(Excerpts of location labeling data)
- - -

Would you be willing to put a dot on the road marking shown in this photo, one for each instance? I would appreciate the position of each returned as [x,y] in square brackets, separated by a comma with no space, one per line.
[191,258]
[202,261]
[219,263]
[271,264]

- - -

(WHAT YOU HAVE TO DO)
Render the items as a Markdown table with columns Row and Line, one row per non-blank line, numbered in order.

(OUTPUT FOR THIS TASK)
| Row | Line |
|---|---|
| 1 | Would you be willing to put a dot on the road marking shown in this photo, one for each instance? I would appreciate the position of each returned as [x,y] in square brackets, separated by a comma with no space, one per line. |
| 2 | [191,258] |
| 3 | [202,261] |
| 4 | [219,263] |
| 5 | [271,264] |